### REQUIRED ACTIONS
A: Please extract the part of the GDELT Events Fetch guide from "Resolve latest available" to "Start from assets/config.example.env.", copying it word for word.
B: Decide whether each statement agrees with the GDELT Events Fetch guide. Answer yes or no, and quote the guide's deciding words. (i) The latest snapshot is resolved via masterfilelist.txt. (ii) The fetch command that validates structure expects 61 columns. (iii) Retries use exponential backoff on transient HTTP/network failures.
C: Continue the GDELT Events Fetch guide from its last sentence onward.

### TEXT BLOCK
__________________________________________________

GDELT Events Fetch

Core Goal

Fetch GDELT 2.0 Events table exports (*.export.CSV.zip) from official public endpoints.
Resolve latest available snapshot via lastupdate.txt.
Resolve historical snapshots in a UTC range via masterfilelist.txt.
Persist downloaded files and return machine-readable JSON manifest.
Keep runtime observable with structured logs and optional log file.

Required Environment

Configure runtime by environment variables (see references/env.md).
Start from assets/config.example.env.
Load env values before running commands:

set -a
source assets/config.example.env
set +a

Workflow

Validate effective configuration.

python3 scripts/gdelt_events_fetch.py check-config --pretty

Inspect the latest available events snapshot.

python3 scripts/gdelt_events_fetch.py resolve-latest --pretty

Dry-run a historical range selection before downloading.

python3 scripts/gdelt_events_fetch.py fetch \
  --mode range \
  --start-datetime 20260301000000 \
  --end-datetime 20260301120000 \
  --max-files 3 \
  --dry-run \
  --pretty

Fetch files with transport and structure validation.

python3 scripts/gdelt_events_fetch.py fetch \
  --mode latest \
  --max-files 1 \
  --output-dir ./data/gdelt-events \
  --preview-lines 3 \
  --validate-structure \
  --expected-columns 61 \
  --quarantine-dir ./data/gdelt-events-quarantine \
  --log-level INFO \
  --log-file ./logs/gdelt-events-fetch.log \
  --pretty

Built-in Robustness

Apply retry with exponential backoff on transient HTTP/network failures.

__________________________________________________

### MATERIAL
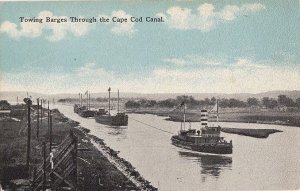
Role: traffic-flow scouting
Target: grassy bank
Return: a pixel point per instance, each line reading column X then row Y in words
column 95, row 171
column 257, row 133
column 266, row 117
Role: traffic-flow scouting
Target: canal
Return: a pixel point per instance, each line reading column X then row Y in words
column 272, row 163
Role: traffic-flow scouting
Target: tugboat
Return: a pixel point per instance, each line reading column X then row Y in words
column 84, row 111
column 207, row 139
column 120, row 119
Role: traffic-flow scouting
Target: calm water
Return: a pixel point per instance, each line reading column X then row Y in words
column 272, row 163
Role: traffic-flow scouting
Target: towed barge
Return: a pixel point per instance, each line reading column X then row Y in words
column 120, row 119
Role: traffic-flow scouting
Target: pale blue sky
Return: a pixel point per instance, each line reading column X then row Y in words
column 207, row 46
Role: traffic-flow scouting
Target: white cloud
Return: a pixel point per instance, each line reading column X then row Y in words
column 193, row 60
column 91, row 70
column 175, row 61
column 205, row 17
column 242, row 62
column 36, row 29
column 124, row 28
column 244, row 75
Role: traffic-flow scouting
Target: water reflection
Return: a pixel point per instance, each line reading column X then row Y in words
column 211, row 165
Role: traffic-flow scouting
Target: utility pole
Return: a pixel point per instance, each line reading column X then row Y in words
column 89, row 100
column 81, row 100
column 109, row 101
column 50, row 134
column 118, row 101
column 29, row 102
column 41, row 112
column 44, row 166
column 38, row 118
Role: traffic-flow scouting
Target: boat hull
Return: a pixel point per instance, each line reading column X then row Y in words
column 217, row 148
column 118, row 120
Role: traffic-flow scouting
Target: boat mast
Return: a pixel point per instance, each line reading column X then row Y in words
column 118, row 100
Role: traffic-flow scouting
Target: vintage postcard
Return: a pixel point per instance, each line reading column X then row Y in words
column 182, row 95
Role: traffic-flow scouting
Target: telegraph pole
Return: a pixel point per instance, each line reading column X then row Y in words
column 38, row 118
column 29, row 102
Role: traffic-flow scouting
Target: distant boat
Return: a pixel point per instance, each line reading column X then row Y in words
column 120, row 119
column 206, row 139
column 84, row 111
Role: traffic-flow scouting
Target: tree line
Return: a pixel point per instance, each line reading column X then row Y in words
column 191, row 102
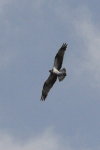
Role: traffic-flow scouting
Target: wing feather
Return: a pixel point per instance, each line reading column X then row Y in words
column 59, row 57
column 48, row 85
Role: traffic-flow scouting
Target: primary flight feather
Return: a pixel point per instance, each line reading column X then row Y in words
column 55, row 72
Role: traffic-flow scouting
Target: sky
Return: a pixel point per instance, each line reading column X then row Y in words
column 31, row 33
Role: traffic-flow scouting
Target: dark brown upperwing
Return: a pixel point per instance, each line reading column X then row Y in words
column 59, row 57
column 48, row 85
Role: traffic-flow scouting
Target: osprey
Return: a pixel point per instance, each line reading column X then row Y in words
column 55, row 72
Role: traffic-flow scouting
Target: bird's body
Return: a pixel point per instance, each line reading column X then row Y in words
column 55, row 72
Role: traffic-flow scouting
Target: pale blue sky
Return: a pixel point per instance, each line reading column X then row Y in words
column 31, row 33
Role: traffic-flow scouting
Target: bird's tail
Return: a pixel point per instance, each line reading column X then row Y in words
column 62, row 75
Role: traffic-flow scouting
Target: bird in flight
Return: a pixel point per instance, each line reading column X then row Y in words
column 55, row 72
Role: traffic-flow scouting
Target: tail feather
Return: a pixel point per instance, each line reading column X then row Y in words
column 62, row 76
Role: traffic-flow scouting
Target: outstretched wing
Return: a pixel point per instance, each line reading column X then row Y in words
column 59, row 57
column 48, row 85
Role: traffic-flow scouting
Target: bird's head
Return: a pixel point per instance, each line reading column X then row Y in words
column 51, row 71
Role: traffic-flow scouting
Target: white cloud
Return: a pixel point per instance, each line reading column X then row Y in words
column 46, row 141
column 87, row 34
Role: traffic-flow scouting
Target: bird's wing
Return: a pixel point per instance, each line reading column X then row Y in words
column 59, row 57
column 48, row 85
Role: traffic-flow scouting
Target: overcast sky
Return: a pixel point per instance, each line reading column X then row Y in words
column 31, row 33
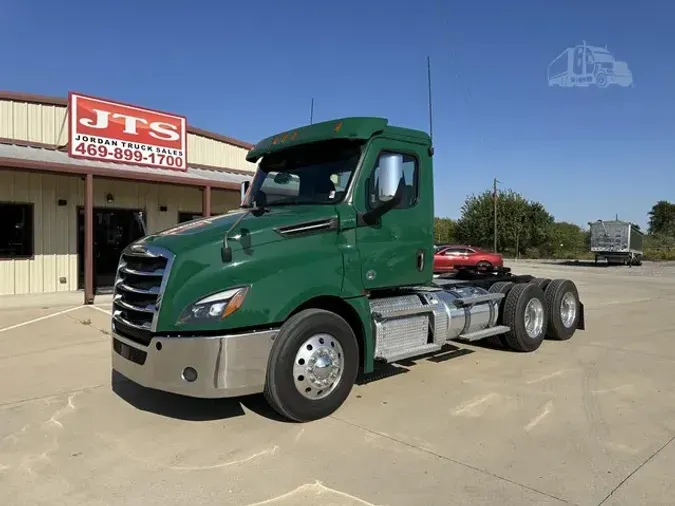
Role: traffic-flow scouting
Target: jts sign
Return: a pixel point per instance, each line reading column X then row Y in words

__________________________________________________

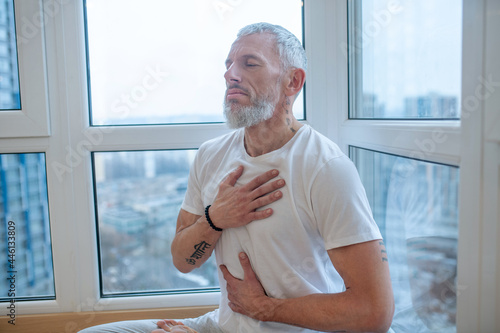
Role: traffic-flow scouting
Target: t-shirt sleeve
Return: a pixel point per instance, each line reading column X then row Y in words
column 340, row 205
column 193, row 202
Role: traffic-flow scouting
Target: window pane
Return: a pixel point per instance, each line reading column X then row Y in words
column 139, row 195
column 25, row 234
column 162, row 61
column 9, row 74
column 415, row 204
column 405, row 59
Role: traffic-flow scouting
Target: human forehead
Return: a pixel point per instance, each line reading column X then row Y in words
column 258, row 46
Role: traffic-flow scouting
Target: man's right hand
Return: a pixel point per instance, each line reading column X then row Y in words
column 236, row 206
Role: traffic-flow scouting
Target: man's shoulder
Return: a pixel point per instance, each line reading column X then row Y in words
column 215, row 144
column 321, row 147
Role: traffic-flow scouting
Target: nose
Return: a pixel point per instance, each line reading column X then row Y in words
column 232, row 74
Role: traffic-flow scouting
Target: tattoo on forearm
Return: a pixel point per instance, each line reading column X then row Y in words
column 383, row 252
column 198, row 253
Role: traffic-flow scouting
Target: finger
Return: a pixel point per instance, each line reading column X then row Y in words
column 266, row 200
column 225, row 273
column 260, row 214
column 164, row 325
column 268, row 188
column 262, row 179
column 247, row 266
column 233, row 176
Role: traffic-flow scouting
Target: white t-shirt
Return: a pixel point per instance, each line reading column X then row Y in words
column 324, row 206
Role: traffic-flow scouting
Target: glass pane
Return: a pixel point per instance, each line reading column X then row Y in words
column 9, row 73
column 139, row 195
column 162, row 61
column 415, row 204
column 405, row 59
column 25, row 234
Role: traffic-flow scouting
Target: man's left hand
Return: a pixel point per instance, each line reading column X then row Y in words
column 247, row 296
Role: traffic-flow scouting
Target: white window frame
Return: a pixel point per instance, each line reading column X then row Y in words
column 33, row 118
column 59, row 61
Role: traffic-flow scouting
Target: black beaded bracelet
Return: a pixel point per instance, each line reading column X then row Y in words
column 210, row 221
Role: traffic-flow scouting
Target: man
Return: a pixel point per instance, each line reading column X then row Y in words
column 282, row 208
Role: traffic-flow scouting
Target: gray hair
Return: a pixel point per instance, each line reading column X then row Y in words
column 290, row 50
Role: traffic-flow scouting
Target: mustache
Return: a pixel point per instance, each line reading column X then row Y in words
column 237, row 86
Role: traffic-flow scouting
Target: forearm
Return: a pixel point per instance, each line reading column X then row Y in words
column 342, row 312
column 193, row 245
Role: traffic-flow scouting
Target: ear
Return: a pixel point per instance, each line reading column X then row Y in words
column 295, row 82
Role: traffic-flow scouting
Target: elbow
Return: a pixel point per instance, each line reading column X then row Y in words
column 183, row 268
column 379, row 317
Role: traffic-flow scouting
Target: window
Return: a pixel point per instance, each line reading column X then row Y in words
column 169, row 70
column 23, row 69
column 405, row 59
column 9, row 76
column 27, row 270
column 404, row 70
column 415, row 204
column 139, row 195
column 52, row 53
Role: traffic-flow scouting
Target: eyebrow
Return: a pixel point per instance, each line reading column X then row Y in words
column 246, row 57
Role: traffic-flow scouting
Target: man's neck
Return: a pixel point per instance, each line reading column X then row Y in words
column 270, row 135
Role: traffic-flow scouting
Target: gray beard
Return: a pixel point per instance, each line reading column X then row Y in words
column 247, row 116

__________________________________________________

### RESPONSES BY TASK
A:
Resolve latest available snapshot via lastupdate.txt.
Resolve historical snapshots in a UTC range via masterfilelist.txt.
Persist downloaded files and return machine-readable JSON manifest.
Keep runtime observable with structured logs and optional log file.

Required Environment

Configure runtime by environment variables (see references/env.md).
Start from assets/config.example.env.

B:
(i) No: "Resolve latest available snapshot via lastupdate.txt."
(ii) Yes: "--expected-columns 61"
(iii) Yes: "Apply retry with exponential backoff on transient HTTP/network failures."

C:
Respect Retry-After when present on retriable responses.
Throttle request frequency with a minimum interval between requests.
Enforce --max-files safety cap (GDELT_MAX_FILES_PER_RUN) to prevent accidental bulk pulls.
Validate datetime format and range boundaries before remote calls.
Validate transport and structure after download:
- ZIP CRC/integrity check
- UTF-8 strict decoding check
- Tab column-count check (default 61 for events)
- Optional bad-line issue quarantine (--quarantine-dir)
Emit JSON results while writing operational logs to stderr and optional log file.

Scope Decision

Keep one concrete file-table fetch implementation: Events export (*.export.CSV.zip).
Keep atomic operations only; do not add internal scheduler/polling loops.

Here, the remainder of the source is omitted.